====== 掲載本文 ======

全く無駄なく予定通り治療が進んでいるのを感じた。
2010年4月28日
癌細胞で通常より2倍近く肥大していた膀胱も一回目の抗がん剤治療で相当小さくなっていた。
レントゲンで見るその違いに僕自身が驚いたほどである。
同時に希望も見えて来た。
「もしかしてこの闘いに僕は勝つことができるかもしれない」
結果が良く手術日も直ぐに決まった。
手術に関していろいろな説明を受けた。
僕は助かるためであれば全てを受け入れる覚悟はすでに出来ていた。
手術には12時間ほどかかる大手術であること。
出血が相当予想されるためあらかじめ多めに輸血用の血液を用意する。
術後障害者として生きて行かねばならないこと。
等など。
他に細かい説明も多くあったが記憶に残っているのはおおよそ上の3点である。
しかし開腹してみると思ったより状況は悪かったと後で主治医から訊かされた。
膀胱は癒着し切除する際に予想以上の大量出血となった。
前もって輸血用血液を多めに用意していたのが幸いした。
時間が前後する書き方となったが、手術日当日の3日前から落ち着きが徐々になくなってきた。
食事も手術前用の特別なものに代わった。
手術一日前は絶食。
手術当日泌尿科で腸を洗浄され安定剤等の薬を呑まされた。
朝9時移動ベッドで手術室に送られた。

====== 提供資料 ======

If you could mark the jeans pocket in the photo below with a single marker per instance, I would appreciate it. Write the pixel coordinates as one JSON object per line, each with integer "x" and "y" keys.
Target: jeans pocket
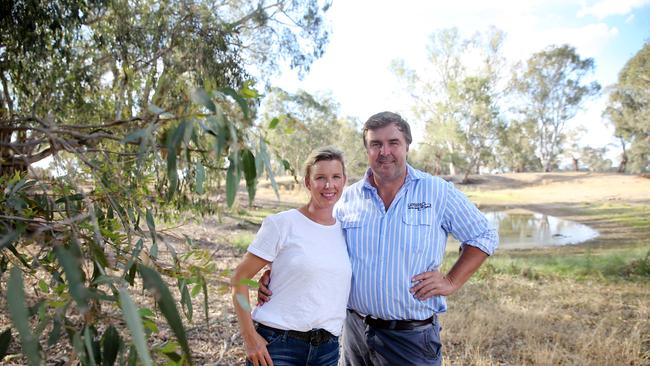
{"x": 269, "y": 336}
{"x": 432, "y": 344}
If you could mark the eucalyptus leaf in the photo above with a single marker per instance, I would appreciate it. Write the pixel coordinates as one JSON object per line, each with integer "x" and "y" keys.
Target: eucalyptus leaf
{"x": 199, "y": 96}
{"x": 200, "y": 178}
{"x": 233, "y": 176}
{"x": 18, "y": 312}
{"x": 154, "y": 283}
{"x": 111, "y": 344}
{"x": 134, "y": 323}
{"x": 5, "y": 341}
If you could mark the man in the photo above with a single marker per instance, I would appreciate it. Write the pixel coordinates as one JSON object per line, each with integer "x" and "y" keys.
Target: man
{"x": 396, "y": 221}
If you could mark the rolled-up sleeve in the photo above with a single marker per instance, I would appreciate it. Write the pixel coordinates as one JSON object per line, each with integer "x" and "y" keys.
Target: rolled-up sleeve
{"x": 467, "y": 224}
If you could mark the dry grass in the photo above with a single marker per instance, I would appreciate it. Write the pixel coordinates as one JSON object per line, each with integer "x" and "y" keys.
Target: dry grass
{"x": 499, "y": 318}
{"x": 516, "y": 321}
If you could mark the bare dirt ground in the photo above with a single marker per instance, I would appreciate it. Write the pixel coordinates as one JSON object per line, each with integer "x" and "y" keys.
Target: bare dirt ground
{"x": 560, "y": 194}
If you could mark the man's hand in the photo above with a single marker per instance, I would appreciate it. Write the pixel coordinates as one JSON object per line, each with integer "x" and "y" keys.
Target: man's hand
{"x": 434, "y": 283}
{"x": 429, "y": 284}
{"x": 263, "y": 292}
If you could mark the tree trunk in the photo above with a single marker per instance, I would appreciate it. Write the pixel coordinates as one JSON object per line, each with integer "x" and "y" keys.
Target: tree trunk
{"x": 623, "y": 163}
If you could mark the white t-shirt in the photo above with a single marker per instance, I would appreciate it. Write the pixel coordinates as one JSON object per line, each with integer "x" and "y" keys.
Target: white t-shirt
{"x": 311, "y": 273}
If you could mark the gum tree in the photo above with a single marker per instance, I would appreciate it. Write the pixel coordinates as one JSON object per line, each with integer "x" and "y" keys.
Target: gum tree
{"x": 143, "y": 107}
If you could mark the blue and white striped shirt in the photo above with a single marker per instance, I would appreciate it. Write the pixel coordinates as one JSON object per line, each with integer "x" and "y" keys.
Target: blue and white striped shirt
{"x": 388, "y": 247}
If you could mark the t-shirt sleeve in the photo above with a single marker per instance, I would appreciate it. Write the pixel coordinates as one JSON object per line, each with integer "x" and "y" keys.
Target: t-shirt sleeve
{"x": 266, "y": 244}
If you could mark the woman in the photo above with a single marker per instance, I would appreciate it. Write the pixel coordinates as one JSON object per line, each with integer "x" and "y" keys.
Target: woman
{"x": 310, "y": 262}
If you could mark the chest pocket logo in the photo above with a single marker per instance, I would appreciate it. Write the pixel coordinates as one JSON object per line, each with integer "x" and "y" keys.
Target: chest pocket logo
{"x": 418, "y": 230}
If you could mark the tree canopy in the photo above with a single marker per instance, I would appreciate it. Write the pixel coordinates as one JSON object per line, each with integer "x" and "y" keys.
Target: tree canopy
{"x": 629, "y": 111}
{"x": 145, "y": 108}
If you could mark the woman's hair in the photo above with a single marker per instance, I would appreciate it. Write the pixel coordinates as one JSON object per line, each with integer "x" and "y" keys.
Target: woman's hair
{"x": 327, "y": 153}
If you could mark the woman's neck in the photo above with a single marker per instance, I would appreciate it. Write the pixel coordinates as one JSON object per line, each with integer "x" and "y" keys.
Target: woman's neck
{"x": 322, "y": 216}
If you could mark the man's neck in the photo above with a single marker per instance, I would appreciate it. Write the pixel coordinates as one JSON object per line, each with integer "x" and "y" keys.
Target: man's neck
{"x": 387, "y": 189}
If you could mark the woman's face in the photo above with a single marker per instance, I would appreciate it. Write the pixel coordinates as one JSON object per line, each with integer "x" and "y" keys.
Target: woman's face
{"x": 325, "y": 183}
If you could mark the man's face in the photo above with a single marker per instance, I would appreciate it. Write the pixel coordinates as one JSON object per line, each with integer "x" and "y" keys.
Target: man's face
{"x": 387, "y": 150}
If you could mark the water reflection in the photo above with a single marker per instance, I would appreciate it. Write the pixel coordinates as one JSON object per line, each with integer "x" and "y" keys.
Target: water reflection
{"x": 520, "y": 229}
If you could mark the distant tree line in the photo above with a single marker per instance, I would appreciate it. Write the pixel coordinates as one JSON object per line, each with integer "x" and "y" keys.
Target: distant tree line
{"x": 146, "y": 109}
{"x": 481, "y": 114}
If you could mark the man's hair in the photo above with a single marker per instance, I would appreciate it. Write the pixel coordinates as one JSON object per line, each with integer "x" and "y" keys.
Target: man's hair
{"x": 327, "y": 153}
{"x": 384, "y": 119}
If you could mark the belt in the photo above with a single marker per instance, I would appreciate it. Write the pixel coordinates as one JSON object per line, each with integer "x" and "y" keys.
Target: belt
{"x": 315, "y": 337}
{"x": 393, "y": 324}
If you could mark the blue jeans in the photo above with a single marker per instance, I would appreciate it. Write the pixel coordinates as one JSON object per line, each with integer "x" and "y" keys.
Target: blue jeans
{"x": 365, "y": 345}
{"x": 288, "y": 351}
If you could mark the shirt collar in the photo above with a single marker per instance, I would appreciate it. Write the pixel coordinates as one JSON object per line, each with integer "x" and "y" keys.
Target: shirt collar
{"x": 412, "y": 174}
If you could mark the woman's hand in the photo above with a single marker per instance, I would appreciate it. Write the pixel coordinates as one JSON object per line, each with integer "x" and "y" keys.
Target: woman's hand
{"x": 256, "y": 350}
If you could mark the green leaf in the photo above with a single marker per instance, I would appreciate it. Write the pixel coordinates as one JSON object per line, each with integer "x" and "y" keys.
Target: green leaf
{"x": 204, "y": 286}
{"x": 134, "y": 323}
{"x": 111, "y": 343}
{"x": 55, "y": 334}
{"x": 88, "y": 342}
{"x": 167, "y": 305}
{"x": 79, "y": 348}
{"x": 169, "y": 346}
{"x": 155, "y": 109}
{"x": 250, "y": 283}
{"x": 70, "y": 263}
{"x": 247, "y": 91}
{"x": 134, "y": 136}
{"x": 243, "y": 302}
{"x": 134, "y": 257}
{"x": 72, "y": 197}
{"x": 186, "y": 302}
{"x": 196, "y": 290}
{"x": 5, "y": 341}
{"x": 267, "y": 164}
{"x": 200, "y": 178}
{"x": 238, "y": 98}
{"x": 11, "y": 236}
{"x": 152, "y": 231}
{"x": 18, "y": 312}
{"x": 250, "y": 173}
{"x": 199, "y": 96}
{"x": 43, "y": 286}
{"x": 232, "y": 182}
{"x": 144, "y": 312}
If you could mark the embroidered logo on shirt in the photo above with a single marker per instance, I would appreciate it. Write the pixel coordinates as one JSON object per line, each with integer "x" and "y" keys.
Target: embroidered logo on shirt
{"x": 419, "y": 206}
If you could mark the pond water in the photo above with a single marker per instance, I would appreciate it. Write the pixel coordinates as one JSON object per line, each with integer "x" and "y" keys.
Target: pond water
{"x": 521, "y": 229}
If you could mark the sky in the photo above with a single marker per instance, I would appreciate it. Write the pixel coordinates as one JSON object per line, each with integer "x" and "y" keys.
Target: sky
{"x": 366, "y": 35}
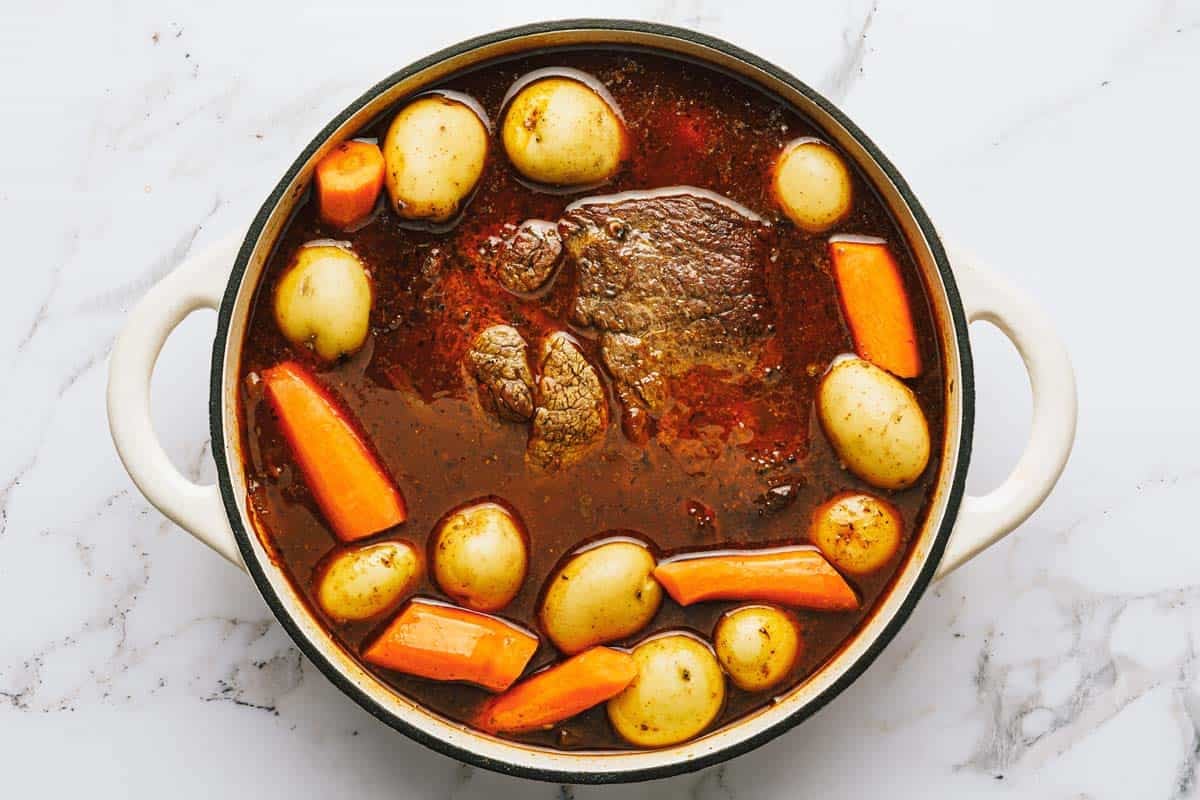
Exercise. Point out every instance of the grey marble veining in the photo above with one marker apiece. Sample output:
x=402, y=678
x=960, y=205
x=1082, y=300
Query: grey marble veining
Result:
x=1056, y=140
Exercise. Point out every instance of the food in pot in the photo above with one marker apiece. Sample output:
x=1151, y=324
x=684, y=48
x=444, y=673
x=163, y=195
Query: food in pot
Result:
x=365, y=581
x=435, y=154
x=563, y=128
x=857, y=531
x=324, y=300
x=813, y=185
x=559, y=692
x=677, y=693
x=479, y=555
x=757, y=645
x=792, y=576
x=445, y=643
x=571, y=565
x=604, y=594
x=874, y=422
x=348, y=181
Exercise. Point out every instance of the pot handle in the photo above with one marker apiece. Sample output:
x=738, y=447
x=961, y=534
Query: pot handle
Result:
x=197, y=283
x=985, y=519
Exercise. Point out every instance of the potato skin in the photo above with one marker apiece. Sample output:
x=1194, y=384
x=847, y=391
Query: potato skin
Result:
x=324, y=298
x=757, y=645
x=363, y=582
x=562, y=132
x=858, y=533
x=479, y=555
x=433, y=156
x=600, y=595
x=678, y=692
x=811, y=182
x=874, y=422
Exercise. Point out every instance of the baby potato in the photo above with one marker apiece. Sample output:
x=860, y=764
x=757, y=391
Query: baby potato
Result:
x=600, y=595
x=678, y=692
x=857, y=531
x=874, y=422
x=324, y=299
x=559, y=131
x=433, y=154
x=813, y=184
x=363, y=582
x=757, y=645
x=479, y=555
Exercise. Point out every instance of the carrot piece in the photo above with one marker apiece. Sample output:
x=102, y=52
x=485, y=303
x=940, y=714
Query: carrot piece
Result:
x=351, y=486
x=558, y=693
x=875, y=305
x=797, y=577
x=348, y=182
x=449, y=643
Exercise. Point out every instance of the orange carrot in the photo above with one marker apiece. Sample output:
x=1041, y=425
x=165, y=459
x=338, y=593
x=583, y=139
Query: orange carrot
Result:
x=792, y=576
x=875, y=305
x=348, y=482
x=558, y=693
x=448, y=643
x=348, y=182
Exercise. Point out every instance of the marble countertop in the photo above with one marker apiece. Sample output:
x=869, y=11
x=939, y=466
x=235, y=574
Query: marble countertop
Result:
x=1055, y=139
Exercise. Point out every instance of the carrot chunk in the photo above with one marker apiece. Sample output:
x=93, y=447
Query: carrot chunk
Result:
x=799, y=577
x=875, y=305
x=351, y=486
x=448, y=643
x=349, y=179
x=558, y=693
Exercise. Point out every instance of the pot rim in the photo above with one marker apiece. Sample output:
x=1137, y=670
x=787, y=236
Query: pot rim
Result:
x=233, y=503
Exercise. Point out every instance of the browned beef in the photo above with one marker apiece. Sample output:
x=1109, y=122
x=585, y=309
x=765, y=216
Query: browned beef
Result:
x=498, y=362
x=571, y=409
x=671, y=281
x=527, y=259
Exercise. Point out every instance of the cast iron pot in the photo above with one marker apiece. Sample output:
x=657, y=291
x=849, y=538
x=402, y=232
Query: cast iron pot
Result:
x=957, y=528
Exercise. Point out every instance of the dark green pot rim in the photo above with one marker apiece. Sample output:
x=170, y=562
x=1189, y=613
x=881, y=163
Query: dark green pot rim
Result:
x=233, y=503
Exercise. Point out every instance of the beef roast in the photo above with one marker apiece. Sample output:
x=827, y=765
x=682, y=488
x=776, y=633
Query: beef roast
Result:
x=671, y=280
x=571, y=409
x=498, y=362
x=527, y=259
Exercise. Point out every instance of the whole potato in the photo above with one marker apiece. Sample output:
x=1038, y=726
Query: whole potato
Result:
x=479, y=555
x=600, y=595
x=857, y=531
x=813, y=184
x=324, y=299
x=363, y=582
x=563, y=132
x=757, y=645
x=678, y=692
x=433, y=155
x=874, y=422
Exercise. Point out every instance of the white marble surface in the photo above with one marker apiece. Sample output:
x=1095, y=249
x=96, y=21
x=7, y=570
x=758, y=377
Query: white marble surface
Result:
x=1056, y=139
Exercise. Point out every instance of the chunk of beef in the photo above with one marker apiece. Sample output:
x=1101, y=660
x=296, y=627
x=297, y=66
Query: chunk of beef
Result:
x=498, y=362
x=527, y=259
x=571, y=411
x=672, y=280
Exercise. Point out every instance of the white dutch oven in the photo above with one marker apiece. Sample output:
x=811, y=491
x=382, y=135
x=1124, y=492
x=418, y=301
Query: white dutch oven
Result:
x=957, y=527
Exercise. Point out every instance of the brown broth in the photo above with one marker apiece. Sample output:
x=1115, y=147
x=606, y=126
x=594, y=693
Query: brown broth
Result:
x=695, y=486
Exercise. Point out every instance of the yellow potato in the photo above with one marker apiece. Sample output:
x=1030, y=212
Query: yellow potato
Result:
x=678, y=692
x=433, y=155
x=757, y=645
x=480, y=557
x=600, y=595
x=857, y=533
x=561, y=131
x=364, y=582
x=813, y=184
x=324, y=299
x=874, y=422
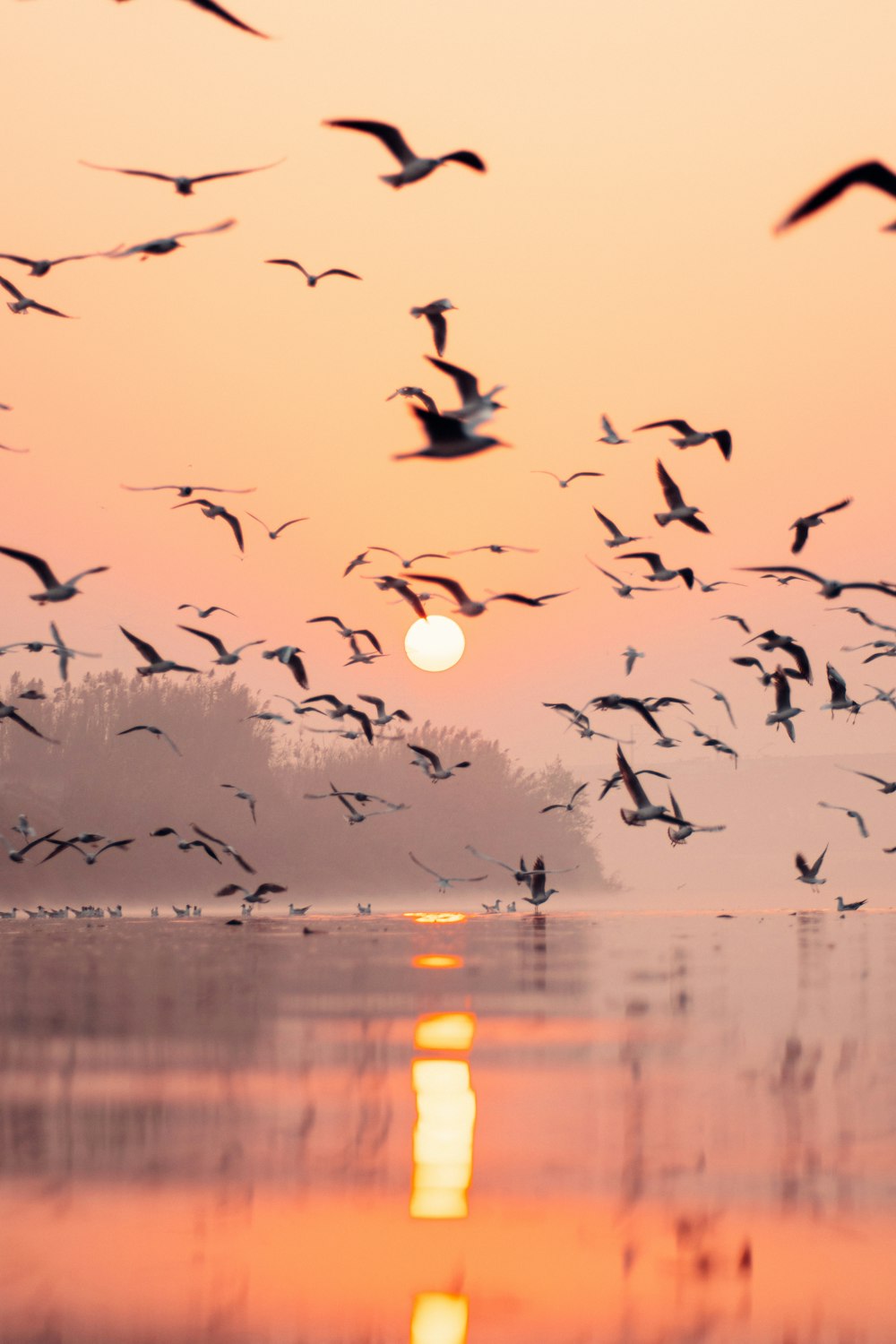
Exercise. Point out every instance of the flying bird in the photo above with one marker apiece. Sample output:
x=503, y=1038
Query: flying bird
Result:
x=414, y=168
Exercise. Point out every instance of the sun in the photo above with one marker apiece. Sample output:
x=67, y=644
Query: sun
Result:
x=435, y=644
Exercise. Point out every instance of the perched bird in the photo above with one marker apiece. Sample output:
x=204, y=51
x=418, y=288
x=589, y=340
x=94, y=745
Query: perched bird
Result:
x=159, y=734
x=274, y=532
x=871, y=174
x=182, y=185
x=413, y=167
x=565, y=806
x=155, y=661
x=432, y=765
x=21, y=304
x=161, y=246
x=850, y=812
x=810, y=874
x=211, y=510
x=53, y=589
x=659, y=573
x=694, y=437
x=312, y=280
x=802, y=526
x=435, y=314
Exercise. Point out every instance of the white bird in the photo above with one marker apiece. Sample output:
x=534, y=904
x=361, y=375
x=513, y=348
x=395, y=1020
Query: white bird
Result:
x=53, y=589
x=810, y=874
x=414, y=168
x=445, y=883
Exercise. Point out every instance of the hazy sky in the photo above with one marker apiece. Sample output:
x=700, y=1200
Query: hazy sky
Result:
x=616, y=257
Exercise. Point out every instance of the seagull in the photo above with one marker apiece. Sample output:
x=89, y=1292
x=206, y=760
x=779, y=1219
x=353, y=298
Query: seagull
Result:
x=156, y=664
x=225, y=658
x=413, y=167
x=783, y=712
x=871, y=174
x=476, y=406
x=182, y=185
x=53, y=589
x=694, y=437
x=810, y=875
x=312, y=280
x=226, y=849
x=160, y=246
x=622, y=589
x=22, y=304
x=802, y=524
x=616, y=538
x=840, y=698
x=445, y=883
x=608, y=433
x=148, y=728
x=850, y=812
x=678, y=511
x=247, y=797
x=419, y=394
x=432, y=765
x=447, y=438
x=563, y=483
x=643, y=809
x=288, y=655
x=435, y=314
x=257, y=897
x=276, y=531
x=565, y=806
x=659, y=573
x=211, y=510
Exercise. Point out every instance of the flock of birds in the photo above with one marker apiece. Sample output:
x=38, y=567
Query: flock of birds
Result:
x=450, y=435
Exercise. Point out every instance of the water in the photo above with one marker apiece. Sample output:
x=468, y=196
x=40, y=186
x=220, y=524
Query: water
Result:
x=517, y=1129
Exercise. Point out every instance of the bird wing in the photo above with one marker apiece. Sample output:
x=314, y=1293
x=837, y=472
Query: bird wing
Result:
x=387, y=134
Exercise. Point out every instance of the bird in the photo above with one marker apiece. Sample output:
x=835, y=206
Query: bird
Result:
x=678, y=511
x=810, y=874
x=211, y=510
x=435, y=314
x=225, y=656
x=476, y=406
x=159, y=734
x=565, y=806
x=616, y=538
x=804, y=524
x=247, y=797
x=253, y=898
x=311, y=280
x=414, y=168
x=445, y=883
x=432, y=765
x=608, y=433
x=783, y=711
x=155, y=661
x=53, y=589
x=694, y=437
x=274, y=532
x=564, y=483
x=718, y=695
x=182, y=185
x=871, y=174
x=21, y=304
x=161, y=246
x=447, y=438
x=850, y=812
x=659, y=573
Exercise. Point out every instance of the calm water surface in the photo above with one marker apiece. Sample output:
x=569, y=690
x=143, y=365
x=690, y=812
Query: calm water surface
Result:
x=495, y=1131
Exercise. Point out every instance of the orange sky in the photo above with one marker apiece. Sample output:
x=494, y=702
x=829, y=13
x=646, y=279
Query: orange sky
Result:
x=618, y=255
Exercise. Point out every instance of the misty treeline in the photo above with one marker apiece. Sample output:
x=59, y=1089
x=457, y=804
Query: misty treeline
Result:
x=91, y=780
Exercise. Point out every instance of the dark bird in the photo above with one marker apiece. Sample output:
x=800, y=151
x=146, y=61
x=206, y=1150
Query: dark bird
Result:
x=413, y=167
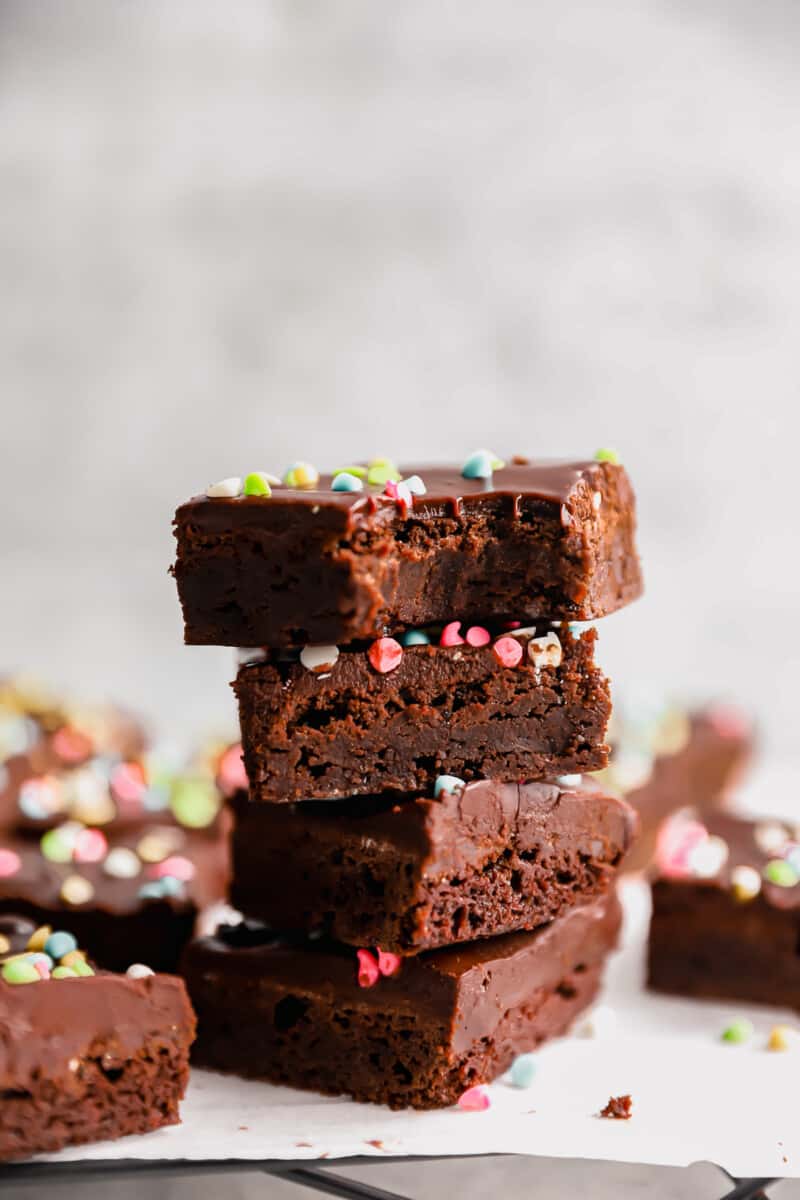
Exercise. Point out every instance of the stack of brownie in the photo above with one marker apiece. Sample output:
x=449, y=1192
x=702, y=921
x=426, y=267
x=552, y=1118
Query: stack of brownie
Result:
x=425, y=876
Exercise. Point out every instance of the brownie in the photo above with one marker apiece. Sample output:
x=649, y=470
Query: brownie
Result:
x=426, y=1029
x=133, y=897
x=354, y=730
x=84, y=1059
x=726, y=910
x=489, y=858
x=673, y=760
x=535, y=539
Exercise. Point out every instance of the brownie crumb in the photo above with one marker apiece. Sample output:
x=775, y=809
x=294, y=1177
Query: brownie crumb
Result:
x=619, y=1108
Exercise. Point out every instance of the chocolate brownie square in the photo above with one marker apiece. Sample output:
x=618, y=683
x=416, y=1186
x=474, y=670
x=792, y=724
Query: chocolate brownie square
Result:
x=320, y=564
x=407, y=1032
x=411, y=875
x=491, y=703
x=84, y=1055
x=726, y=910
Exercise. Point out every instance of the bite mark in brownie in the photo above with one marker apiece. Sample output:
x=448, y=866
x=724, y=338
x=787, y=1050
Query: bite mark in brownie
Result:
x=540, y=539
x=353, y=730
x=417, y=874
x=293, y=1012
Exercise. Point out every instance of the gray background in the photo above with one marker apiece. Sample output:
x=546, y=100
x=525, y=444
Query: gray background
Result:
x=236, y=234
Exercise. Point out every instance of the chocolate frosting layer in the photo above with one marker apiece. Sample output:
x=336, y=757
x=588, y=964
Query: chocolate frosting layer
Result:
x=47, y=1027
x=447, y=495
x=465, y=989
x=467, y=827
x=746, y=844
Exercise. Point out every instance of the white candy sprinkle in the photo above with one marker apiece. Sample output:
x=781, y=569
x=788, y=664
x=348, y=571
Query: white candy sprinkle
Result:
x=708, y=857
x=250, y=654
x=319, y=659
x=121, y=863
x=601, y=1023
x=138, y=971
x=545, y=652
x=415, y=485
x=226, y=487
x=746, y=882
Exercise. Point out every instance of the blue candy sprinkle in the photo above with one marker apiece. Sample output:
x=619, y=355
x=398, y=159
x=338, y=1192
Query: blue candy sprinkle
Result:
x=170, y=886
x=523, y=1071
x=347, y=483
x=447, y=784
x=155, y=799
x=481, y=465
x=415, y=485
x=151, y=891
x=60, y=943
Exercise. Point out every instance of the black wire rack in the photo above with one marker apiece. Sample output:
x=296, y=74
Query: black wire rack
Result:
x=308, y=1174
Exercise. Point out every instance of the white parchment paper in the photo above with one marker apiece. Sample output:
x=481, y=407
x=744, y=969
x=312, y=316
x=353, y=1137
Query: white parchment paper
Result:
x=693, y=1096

======

-- 取り組む課題 --
(1) 本文で、手術についての説明のうち記憶に残っていると書かれている点をすべて挙げてください。
(2) 本文の「癌細胞で通常より2倍近く」で始まる段落を、要点を残してより短く書き直してください。
(3) 本文の「膀胱は癒着し切除する際に予想以上の大量出血となった。」を英語に訳してください。

-- 課題の解答 --
(1)
- 手術には12時間ほどかかる大手術であること
- 出血が相当予想されるため、あらかじめ多めに輸血用の血液を用意すること
- 術後は障害者として生きて行かねばならないこと

(2) 癌で通常の約2倍に肥大していた膀胱が、一回目の抗がん剤治療でかなり小さくなっていた。

(3) The bladder had become adhered, and removing it led to far heavier bleeding than expected.